▸ EXERCISE BRIEF:
Starting at the line with "fruit**, I would be grateful.", transcribe each line through the final one, both included, and add nothing.

▸ EXERCISE DATA:
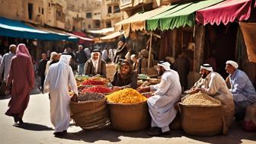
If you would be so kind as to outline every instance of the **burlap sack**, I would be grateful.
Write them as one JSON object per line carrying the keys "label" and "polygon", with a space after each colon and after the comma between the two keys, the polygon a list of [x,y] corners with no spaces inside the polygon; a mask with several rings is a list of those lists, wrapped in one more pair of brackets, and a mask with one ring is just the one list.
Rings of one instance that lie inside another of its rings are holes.
{"label": "burlap sack", "polygon": [[229,129],[230,128],[233,116],[235,114],[235,104],[234,101],[232,98],[222,96],[216,96],[215,99],[220,101],[222,103],[222,111],[223,111],[223,129],[222,133],[228,134]]}
{"label": "burlap sack", "polygon": [[256,104],[247,107],[244,120],[251,120],[256,125]]}

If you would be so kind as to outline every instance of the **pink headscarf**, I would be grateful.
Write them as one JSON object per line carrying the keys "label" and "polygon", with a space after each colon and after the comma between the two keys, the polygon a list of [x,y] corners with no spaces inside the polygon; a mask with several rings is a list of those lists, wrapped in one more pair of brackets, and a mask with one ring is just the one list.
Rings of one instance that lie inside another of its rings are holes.
{"label": "pink headscarf", "polygon": [[16,56],[25,56],[30,58],[30,55],[28,52],[28,50],[25,44],[21,43],[18,45],[17,50],[16,50]]}

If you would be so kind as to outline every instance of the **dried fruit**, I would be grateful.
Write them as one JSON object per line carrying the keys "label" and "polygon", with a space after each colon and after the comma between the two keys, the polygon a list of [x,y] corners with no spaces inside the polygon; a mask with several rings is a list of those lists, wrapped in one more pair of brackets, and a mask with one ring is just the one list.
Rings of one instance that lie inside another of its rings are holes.
{"label": "dried fruit", "polygon": [[146,101],[146,98],[133,88],[125,88],[106,96],[111,103],[136,104]]}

▸ OUTPUT FOR THIS EXERCISE:
If you would be so kind as to outline every instance of the **dried fruit**, I would be grateful.
Write them as one JSON object per line carrying the keys "label" and "polygon", with a space after each colon and after the comma between the two keys, the polygon a list of [x,y] corners with no spaces inside the polygon; a mask with several rings is a list of those lists, wrapped in one more pair of brackets, and a mask with one ring is just the one list.
Rings of one instance that lie inside another of its rings are holes.
{"label": "dried fruit", "polygon": [[146,101],[146,98],[133,88],[125,88],[106,96],[111,103],[136,104]]}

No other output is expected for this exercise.